• _Selected passage_:
↓↓↓

Noise2Recon: A Semi-Supervised Framework for Joint MRI Reconstruction and Denoising using Limited Data
Arjun D Desai1,2, Batu M Ozturkler1, Christopher M Sandino3, Brian A Hargreaves2,3,4, John M Pauly3,5, and Akshay S Chaudhari2,5,6
1Electrical Engineering (Equal Contribution), Stanford University, Stanford, CA, United States, 2Radiology, Stanford University, Stanford, CA, United States, 3Electrical Engineering, Stanford University, Stanford, CA, United States, 4Bioengineering, Stanford University, Stanford, CA, United States, 5Equal Contribution, Stanford University, Stanford, CA, United States, 6Biomedical Data Science, Stanford University, Stanford, CA, United States
We propose Noise2Recon, a semi-supervised, deep-learning framework for accelerated MR reconstruction and denoising. Despite limited training data, Noise2Recon reconstructs both high and low-SNR scans with higher fidelity than supervised DL algorithms.

↑↑↑

• _Data provided_:
↓↓↓

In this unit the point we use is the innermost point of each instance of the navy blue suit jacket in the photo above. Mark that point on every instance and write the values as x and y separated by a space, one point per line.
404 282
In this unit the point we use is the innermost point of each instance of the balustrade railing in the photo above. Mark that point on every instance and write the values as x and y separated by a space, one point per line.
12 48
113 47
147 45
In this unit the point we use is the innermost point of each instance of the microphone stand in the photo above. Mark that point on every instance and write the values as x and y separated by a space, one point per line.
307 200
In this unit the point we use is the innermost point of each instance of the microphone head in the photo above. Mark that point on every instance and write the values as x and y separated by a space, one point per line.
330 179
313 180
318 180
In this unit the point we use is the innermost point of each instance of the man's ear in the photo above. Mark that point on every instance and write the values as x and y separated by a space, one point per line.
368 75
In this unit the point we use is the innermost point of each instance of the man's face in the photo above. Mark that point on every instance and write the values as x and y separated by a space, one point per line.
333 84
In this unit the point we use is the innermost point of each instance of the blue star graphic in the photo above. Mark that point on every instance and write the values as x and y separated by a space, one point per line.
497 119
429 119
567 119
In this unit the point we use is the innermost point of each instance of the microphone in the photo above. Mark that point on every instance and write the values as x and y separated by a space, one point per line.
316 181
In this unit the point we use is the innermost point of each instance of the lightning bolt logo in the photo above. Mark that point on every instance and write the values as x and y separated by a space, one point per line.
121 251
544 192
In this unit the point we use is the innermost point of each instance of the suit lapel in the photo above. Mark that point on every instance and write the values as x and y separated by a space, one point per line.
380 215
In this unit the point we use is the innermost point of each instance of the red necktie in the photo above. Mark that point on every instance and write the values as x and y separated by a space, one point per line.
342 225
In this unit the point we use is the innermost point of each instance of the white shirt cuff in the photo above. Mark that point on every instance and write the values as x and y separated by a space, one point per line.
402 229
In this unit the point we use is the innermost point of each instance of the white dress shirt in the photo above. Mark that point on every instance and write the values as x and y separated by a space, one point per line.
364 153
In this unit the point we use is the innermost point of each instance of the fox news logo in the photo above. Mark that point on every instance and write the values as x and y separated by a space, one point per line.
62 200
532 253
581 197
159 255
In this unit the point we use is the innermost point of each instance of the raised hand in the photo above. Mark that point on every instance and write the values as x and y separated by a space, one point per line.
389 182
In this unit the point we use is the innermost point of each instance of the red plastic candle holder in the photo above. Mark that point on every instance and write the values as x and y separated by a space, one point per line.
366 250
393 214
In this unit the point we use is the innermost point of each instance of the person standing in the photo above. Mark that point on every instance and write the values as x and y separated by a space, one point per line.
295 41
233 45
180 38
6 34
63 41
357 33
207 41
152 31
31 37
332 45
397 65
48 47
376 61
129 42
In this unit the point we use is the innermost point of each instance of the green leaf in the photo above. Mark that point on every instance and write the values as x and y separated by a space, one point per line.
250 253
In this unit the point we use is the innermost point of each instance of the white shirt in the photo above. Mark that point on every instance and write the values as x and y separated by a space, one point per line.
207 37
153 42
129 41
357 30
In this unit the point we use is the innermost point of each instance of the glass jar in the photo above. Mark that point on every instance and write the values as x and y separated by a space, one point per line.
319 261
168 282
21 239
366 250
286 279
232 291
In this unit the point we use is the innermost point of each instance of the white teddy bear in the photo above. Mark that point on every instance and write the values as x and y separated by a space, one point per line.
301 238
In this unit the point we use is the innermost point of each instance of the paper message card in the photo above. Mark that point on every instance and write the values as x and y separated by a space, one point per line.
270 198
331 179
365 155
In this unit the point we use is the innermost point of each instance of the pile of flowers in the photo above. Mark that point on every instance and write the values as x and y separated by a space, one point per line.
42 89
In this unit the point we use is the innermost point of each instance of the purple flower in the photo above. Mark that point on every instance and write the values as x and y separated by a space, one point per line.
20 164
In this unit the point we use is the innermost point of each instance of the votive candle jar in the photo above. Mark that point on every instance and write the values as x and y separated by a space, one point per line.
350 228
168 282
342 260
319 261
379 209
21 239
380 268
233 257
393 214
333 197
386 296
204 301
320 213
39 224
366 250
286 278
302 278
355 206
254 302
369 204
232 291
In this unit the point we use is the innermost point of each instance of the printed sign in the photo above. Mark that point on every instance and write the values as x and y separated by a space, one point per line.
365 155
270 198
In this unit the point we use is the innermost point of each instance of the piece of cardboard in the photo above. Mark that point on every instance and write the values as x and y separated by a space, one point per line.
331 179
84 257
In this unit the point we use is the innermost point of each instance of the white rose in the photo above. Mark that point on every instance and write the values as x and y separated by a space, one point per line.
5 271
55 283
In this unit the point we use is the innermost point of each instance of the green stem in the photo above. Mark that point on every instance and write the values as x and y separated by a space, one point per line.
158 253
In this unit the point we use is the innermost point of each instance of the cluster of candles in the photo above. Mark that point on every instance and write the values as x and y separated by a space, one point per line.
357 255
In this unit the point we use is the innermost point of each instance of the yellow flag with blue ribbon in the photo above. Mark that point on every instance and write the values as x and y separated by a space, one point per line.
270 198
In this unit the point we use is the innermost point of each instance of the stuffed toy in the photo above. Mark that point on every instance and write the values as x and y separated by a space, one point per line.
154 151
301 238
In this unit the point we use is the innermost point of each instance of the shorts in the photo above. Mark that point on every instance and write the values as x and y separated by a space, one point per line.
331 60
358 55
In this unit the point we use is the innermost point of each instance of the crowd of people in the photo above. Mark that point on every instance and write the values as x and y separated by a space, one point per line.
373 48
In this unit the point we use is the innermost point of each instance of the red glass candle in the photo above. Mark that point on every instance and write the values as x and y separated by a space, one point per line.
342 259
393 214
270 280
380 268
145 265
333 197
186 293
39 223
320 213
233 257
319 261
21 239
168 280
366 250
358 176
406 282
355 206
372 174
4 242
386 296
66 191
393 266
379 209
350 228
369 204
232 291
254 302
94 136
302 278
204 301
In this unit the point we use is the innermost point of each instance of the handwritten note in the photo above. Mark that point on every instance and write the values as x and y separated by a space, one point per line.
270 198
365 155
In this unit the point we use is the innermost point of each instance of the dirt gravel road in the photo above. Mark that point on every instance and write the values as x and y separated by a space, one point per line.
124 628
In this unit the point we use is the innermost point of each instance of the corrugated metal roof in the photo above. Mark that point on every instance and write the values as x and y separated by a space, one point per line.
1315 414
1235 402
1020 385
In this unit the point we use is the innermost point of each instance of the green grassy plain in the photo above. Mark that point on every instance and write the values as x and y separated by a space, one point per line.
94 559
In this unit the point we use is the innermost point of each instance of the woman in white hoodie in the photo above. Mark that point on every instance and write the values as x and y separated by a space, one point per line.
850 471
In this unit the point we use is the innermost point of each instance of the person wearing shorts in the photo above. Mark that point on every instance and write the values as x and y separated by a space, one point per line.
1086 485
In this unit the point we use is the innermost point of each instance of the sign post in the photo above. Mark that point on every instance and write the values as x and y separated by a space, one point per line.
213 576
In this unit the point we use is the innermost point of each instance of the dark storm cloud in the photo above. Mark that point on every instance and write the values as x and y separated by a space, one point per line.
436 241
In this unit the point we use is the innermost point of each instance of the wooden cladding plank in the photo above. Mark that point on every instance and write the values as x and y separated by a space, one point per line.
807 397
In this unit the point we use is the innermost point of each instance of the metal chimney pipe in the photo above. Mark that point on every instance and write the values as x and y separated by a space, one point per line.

↑↑↑

• _Questions to answer_:
A. According to the Noise2Recon abstract, what two tasks is the proposed framework designed for?
B. List every author named on the Noise2Recon abstract.
C. Continue the Noise2Recon abstract after its last sentence.

• _Numbered answers_:
A. Accelerated MR reconstruction and denoising.

B. Arjun D Desai, Batu M Ozturkler, Christopher M Sandino, Brian A Hargreaves, John M Pauly, Akshay S Chaudhari

C.
Fig. 1: Noise2Recon complements supervised training (blue pathway) with unsupervised training (red pathway) by enforcing network consistency between reconstructions of both unsupervised data and their noise-augmented counterparts. Unsupervised data is augmented by a noise map ε=U*F*N(0,σ), where σ is selected uniformly at random and the undersampling operator U is determined from the undersampled k-space. Scans with fully-sampled references follow the supervised training paradigm. The total loss is the weighted sum of the supervised (Lsup) and consistency (Lcons) losses.
Fig. 4: Reconstruction performance for 12x (top) and 16x (bottom) undersampled scans corrupted at varying noise levels (σ). Supervised models were trained with one (solid) or fourteen (dashed) supervised scans. Noise2Recon outperformed both 1-subject supervised methods at all noise levels. Noise2Recon achieved similar nRMSE and pSNR as noise-augmented supervised training but outperformed the latter in SSIM. Noise2Recon image quality metrics had low sensitivity to increasing σ and acceleration, which may indicate higher reconstruction robustness in noisy settings.